* TEXT SHOWN *
━━━━━━━━━━
15. The second question is, if at all such expenses were incurred by the assessee, was it for the purpose of carrying on the business of the assessee- company ? Any expenditure incurred by the assessee not for carrying on its business, would not be entitled for deduction in computing the taxable income. The assessee had already sold off its assets. It has also discontinued its business. In such circumstances, it cannot be believed that even if the expenses were incurred by the assessee- company, those expenses were incurred for the purpose of carrying on the business of the assessee- company.

16. Therefore, in the facts and circumstances of the case we come to the conclusion that the claim of expenditure made by the assessee- company almost amounts to a false claim. Therefore it is a clear case of concealment of income by furnishing of inaccurate particulars. Furnishing of inaccurate particulars is highlighted not only by absence of evidence but also by the stoppage of the business carried on by the assessee- company. There is no locus standi to claim such expenditure in the hands of the assessee- company.

17. The Commissioner of Income-tax (Appeals) has relied on the decision of the Honorable Supreme Court in the case of CIT v. Reliance Petroproducts (P). Ltd. [2010] 322 ITR 158  to highlight the legal proposition that claiming deduction per se would not invite penalty. But, the present case is beyond the above legal proposition. Here it is not a case of making any claim of expenditure as such. The assessee’s business has become defunct. The assessee has no locus standi to claim expenditure for the reason that the assessee has not carried on any business in the previous year relevant to the assessment year under appeal. In addition to that, even the claim is not supported by any evidence or material. Therefore, it is not a case where the assessee simply claims some expenditure. It is a case where the assessee is not showing any income, but at the same time claiming huge expenditure, thereby reflecting loss in its profit and loss account.
━━━━━━━━━━
* INFORMATION PROVIDED *
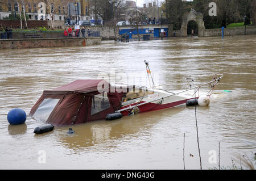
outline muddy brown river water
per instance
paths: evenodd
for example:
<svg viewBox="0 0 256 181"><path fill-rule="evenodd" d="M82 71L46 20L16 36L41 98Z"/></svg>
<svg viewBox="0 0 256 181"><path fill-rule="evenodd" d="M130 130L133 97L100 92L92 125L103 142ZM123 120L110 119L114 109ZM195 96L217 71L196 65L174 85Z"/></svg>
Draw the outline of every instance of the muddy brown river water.
<svg viewBox="0 0 256 181"><path fill-rule="evenodd" d="M0 50L0 169L183 169L185 133L186 169L200 169L194 107L73 125L73 135L67 134L69 127L35 135L34 128L42 123L27 117L24 124L10 125L7 120L14 108L28 115L44 90L97 78L99 73L110 70L144 72L144 60L158 73L160 84L188 75L223 74L209 107L197 107L203 169L218 167L219 142L221 166L232 166L236 155L252 158L256 153L256 36L172 38ZM171 83L163 87L185 87ZM42 153L44 163L40 162Z"/></svg>

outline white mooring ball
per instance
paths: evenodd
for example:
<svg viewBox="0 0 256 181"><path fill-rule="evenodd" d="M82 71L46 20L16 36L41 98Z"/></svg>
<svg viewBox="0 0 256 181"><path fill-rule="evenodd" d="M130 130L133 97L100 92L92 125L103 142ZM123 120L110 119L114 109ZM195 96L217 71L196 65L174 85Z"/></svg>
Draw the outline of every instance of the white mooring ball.
<svg viewBox="0 0 256 181"><path fill-rule="evenodd" d="M200 96L197 102L200 106L208 106L210 104L210 99L206 95Z"/></svg>

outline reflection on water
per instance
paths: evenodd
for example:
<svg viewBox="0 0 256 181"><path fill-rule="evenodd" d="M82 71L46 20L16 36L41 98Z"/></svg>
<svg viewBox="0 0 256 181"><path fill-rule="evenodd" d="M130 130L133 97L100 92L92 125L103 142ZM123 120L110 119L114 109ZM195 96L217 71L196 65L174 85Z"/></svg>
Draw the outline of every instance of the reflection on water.
<svg viewBox="0 0 256 181"><path fill-rule="evenodd" d="M110 69L140 74L145 70L144 60L168 90L187 88L170 82L188 75L224 74L210 106L197 107L197 117L203 169L217 166L208 158L209 150L218 151L219 142L221 163L231 166L235 152L256 152L255 43L254 35L1 50L0 169L183 169L185 133L186 169L199 169L194 107L73 125L72 135L67 133L69 127L35 135L34 128L42 123L30 117L25 124L9 125L8 112L19 107L28 114L44 90L97 78L99 73L109 74ZM46 164L38 162L40 150L46 150Z"/></svg>

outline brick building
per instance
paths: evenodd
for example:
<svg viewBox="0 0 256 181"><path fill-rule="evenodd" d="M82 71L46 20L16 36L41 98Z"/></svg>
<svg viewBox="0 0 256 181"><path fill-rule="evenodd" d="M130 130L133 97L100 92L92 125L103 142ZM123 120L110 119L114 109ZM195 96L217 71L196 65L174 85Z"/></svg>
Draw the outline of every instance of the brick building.
<svg viewBox="0 0 256 181"><path fill-rule="evenodd" d="M19 14L22 1L31 20L50 19L49 11L52 11L56 20L64 20L68 17L89 20L89 0L0 0L0 19L12 13Z"/></svg>

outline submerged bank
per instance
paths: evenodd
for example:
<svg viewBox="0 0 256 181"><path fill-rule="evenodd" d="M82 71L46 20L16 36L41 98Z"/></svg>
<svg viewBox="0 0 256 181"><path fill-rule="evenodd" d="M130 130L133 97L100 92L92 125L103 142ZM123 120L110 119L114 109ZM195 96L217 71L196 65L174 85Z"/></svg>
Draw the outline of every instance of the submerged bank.
<svg viewBox="0 0 256 181"><path fill-rule="evenodd" d="M85 47L101 44L101 37L48 38L0 40L0 49Z"/></svg>

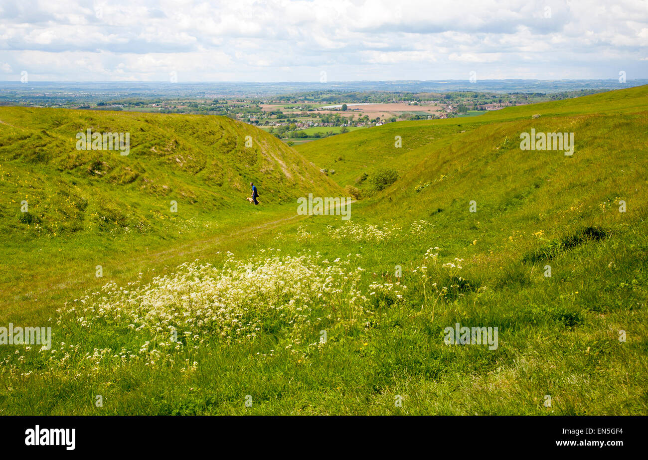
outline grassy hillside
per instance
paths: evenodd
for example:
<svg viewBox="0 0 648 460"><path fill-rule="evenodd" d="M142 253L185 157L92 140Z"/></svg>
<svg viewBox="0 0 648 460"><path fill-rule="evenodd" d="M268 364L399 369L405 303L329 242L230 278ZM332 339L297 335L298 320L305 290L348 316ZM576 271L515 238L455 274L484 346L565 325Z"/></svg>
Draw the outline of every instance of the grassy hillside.
<svg viewBox="0 0 648 460"><path fill-rule="evenodd" d="M49 277L20 261L48 246L25 230L30 246L8 260L29 281L10 283L17 300L2 314L51 325L52 344L0 349L0 411L648 413L647 97L633 88L314 141L299 152L317 165L317 193L341 193L316 179L320 167L342 186L378 168L399 179L353 203L347 222L297 216L293 202L209 235L189 227L154 251L124 235L99 280L90 253L108 238L88 231L87 266L70 247L56 259L68 285L31 295ZM531 128L573 132L573 155L521 150ZM124 200L135 193L121 187ZM497 347L446 345L456 323L497 327Z"/></svg>
<svg viewBox="0 0 648 460"><path fill-rule="evenodd" d="M410 170L431 150L452 148L467 133L483 126L516 120L529 120L534 115L544 117L588 114L615 115L643 113L648 105L645 87L608 91L585 97L509 108L487 112L468 119L448 119L389 123L371 130L362 130L307 143L295 146L304 156L321 167L333 169L331 178L342 186L366 189L367 182L357 182L363 173L371 176L382 168L399 173ZM487 128L487 130L489 128ZM519 145L519 133L511 141ZM395 146L400 137L400 148ZM577 137L577 139L578 137ZM582 138L581 138L582 139Z"/></svg>
<svg viewBox="0 0 648 460"><path fill-rule="evenodd" d="M77 150L88 129L129 133L129 154ZM250 182L260 206L245 200ZM297 196L337 190L274 137L227 117L0 108L0 233L11 261L0 268L0 305L46 308L39 293L91 282L97 265L128 272L149 251L273 222Z"/></svg>

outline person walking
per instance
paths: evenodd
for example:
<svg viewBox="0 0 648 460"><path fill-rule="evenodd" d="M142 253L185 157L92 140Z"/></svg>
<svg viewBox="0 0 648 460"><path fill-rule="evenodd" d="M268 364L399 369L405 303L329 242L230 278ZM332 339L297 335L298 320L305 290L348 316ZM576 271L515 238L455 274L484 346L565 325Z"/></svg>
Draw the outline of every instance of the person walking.
<svg viewBox="0 0 648 460"><path fill-rule="evenodd" d="M252 187L252 200L255 205L258 205L259 201L257 201L257 198L259 196L259 192L257 191L257 186L251 182L249 183L249 185Z"/></svg>

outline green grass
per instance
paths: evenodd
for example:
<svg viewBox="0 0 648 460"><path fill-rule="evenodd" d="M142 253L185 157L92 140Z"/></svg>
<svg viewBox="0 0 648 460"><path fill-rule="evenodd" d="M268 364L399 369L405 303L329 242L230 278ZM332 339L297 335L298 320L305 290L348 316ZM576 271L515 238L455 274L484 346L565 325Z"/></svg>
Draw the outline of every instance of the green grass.
<svg viewBox="0 0 648 460"><path fill-rule="evenodd" d="M67 208L56 202L34 213L41 228L56 225L56 237L21 223L17 205L6 197L19 204L17 190L56 195L68 190L62 178L73 180L65 174L81 183L91 157L71 173L56 169L65 154L30 162L41 144L62 145L41 130L66 126L64 115L89 115L0 109L0 120L13 129L34 126L21 137L0 124L8 248L0 288L10 294L1 324L51 325L55 351L0 347L0 413L648 413L647 96L642 87L469 119L391 123L299 146L304 159L264 135L266 154L294 158L304 179L295 174L294 182L274 182L273 170L265 168L255 180L267 181L266 188L277 190L268 194L286 199L253 211L237 206L235 175L215 189L227 203L216 213L202 204L215 193L213 185L198 191L209 176L203 169L180 170L172 162L139 157L143 172L135 185L89 179L86 209L119 200L130 203L124 213L129 222L144 219L162 198L138 186L144 178L168 174L196 195L191 209L205 213L201 224L217 216L219 225L192 227L189 215L178 216L177 222L152 220L142 235L119 225L111 233L112 227L92 227L80 212L75 229L66 216L76 214L61 212ZM176 124L185 127L178 132L183 139L191 127L200 139L209 126L203 123L214 119L125 116L133 132L143 119L164 126L151 133L152 141L168 139ZM254 130L229 121L221 126ZM520 133L532 128L574 132L573 155L520 150ZM211 157L213 150L194 142L196 157ZM240 167L240 159L225 159L222 148L216 150L224 167ZM56 151L43 148L41 154ZM336 172L327 178L320 167ZM380 168L397 170L400 179L353 203L349 222L295 214L290 197L339 196L340 186ZM39 175L27 183L17 179L32 170ZM470 212L473 200L476 213ZM619 212L621 200L625 213ZM94 267L102 258L107 268L97 279ZM178 267L196 259L213 268ZM155 279L161 274L168 281ZM109 282L117 287L93 293ZM133 321L141 328L129 327ZM445 345L444 328L456 323L498 327L498 347ZM170 325L191 332L178 350L165 339ZM319 343L323 330L325 343ZM619 340L621 330L625 341ZM154 347L161 353L151 352ZM139 357L122 360L122 350ZM97 395L102 408L94 404ZM248 395L253 404L246 408ZM546 395L550 408L543 405ZM399 395L402 407L394 404Z"/></svg>

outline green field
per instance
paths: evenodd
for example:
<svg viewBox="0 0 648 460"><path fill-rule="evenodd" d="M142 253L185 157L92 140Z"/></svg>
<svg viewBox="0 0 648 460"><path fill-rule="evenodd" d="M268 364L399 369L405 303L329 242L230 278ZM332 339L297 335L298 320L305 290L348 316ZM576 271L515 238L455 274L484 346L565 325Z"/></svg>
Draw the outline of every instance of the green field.
<svg viewBox="0 0 648 460"><path fill-rule="evenodd" d="M648 414L647 106L295 148L224 117L0 108L0 326L52 328L0 347L0 413ZM130 154L76 150L89 128ZM531 129L573 155L522 150ZM296 212L352 192L349 221ZM457 323L497 347L446 345Z"/></svg>

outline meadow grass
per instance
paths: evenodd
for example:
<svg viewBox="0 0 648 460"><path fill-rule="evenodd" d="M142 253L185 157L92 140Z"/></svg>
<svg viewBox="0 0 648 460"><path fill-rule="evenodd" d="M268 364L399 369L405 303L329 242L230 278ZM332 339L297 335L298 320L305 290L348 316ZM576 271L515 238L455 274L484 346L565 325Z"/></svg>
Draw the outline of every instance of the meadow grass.
<svg viewBox="0 0 648 460"><path fill-rule="evenodd" d="M294 196L339 196L330 180L349 185L370 161L399 171L348 222L288 202L237 207L234 193L215 228L201 227L207 214L182 231L66 229L62 244L12 222L3 286L18 297L3 319L51 325L54 338L1 347L0 411L645 414L647 91L301 146L311 170L344 159ZM520 150L531 128L575 132L573 155ZM94 251L115 267L100 279ZM498 347L446 345L456 323L498 327Z"/></svg>

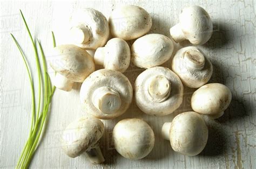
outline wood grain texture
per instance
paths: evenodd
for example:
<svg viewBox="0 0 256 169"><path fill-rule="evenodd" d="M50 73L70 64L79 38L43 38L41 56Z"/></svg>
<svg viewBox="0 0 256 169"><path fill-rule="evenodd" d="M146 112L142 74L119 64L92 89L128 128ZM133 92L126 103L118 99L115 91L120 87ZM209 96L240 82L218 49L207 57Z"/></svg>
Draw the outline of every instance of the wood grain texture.
<svg viewBox="0 0 256 169"><path fill-rule="evenodd" d="M92 165L82 155L71 159L60 147L62 131L72 121L86 115L79 99L80 84L72 91L57 90L53 98L47 128L31 168L256 168L256 36L255 4L253 1L92 1L60 2L51 1L0 2L0 167L13 168L28 135L31 94L26 71L9 33L12 32L35 69L33 52L25 27L19 15L22 10L32 34L42 41L45 50L52 46L51 31L61 40L62 25L74 10L82 7L97 9L107 18L121 4L134 4L146 9L153 19L150 33L170 37L169 29L178 22L181 10L197 4L206 9L214 25L212 38L198 46L213 65L210 82L228 86L232 101L224 115L207 121L209 139L199 155L188 157L175 153L170 143L160 137L164 122L179 113L191 110L190 97L193 89L185 88L182 106L173 114L153 117L143 113L133 102L120 117L104 121L106 132L100 146L106 161ZM132 42L130 42L131 44ZM176 50L187 46L187 42L176 44ZM47 52L46 52L47 53ZM54 59L48 55L48 60ZM170 61L164 64L170 67ZM131 65L124 73L134 83L143 71ZM49 69L52 74L52 71ZM126 118L146 121L156 135L156 144L146 158L131 161L117 153L111 144L111 132L116 123Z"/></svg>

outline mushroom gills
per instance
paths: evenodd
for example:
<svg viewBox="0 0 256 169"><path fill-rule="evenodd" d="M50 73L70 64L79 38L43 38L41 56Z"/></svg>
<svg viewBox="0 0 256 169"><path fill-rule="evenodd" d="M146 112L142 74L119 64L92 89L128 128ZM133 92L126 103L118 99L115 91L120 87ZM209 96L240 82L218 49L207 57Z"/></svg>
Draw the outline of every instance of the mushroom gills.
<svg viewBox="0 0 256 169"><path fill-rule="evenodd" d="M152 77L150 82L148 91L153 100L158 102L162 102L170 95L171 82L163 75Z"/></svg>
<svg viewBox="0 0 256 169"><path fill-rule="evenodd" d="M94 106L104 114L114 113L122 105L118 93L108 87L102 87L96 89L92 99Z"/></svg>
<svg viewBox="0 0 256 169"><path fill-rule="evenodd" d="M196 71L201 71L205 66L205 57L198 51L191 50L186 51L184 60L189 68Z"/></svg>

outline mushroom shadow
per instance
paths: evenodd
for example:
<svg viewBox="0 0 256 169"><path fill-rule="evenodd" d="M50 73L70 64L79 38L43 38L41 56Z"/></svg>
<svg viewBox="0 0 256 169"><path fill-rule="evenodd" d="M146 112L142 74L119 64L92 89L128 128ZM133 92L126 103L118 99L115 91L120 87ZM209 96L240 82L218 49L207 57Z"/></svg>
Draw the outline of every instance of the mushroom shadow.
<svg viewBox="0 0 256 169"><path fill-rule="evenodd" d="M107 121L107 122L109 122ZM111 121L109 121L110 122ZM114 149L112 140L112 133L113 129L109 126L106 126L105 133L103 135L100 142L100 147L102 150L103 157L105 158L105 161L102 164L103 166L106 165L109 167L109 165L114 164L117 158L117 152Z"/></svg>
<svg viewBox="0 0 256 169"><path fill-rule="evenodd" d="M241 121L246 117L250 117L247 112L250 111L247 109L253 103L244 103L240 98L232 96L231 102L227 109L224 111L224 114L217 120L221 123L230 122L231 121ZM248 111L247 111L248 110Z"/></svg>
<svg viewBox="0 0 256 169"><path fill-rule="evenodd" d="M211 58L210 58L211 59ZM218 60L211 59L211 62L213 67L213 73L212 78L208 83L226 83L226 79L224 78L224 71L223 66L220 65ZM232 71L232 69L230 69ZM245 103L241 98L232 94L232 98L228 107L224 111L223 116L216 120L220 123L225 123L233 119L241 118L245 116L249 116L246 114L248 108L250 108L250 105L253 105L253 103Z"/></svg>
<svg viewBox="0 0 256 169"><path fill-rule="evenodd" d="M205 147L199 155L215 156L224 154L227 142L225 138L224 130L219 124L216 124L217 122L214 120L210 119L206 122L208 126L208 140Z"/></svg>
<svg viewBox="0 0 256 169"><path fill-rule="evenodd" d="M228 36L227 31L231 26L225 24L220 22L213 22L213 31L211 38L203 45L210 49L221 48L227 45L228 41L232 40L233 37Z"/></svg>
<svg viewBox="0 0 256 169"><path fill-rule="evenodd" d="M165 22L157 15L151 16L152 25L151 29L148 33L158 33L170 37L170 29L171 24Z"/></svg>

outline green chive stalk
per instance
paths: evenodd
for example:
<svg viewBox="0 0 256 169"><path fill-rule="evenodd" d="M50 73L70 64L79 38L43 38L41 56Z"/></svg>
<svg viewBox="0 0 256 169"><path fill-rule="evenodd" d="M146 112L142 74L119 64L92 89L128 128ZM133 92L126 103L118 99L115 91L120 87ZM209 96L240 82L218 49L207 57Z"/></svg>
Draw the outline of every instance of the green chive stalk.
<svg viewBox="0 0 256 169"><path fill-rule="evenodd" d="M37 42L34 40L25 19L25 17L21 10L20 10L20 12L34 50L38 83L37 88L36 89L34 86L34 81L33 77L32 77L31 71L29 68L25 55L16 39L14 35L11 33L11 36L21 53L24 64L30 81L30 90L32 96L31 119L29 137L22 150L21 156L16 166L16 168L26 168L29 167L33 156L36 152L36 148L39 144L39 138L42 137L42 132L45 125L45 119L48 115L49 107L55 90L55 86L52 87L50 76L47 72L45 55L44 55L42 44L39 40L37 40ZM53 32L52 32L52 36L53 47L55 47L56 41ZM39 46L39 50L37 44ZM40 51L41 61L38 54L38 51ZM37 104L36 105L35 96L36 89L37 89L38 94Z"/></svg>

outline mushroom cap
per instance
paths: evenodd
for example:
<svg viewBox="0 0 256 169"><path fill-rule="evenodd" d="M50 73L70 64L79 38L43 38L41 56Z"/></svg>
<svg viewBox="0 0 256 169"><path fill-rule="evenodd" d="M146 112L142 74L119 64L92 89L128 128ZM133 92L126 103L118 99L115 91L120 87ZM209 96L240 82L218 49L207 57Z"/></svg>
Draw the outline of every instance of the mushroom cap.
━━━━━━━━━━
* STUDY QUESTIONS *
1 > In the excerpt, what had the assessee already done with its assets?
2 > Write out the excerpt from "15. The second" through "business of the assessee- company.", swapping "assets" for "property".
The records aren't needed for anything asked here.

* PER-TASK OUTPUTS *
1 > It had already sold them off.

2 >
15. The second question is, if at all such expenses were incurred by the assessee, was it for the purpose of carrying on the business of the assessee- company ? Any expenditure incurred by the assessee not for carrying on its business, would not be entitled for deduction in computing the taxable income. The assessee had already sold off its property. It has also discontinued its business. In such circumstances, it cannot be believed that even if the expenses were incurred by the assessee- company, those expenses were incurred for the purpose of carrying on the business of the assessee- company.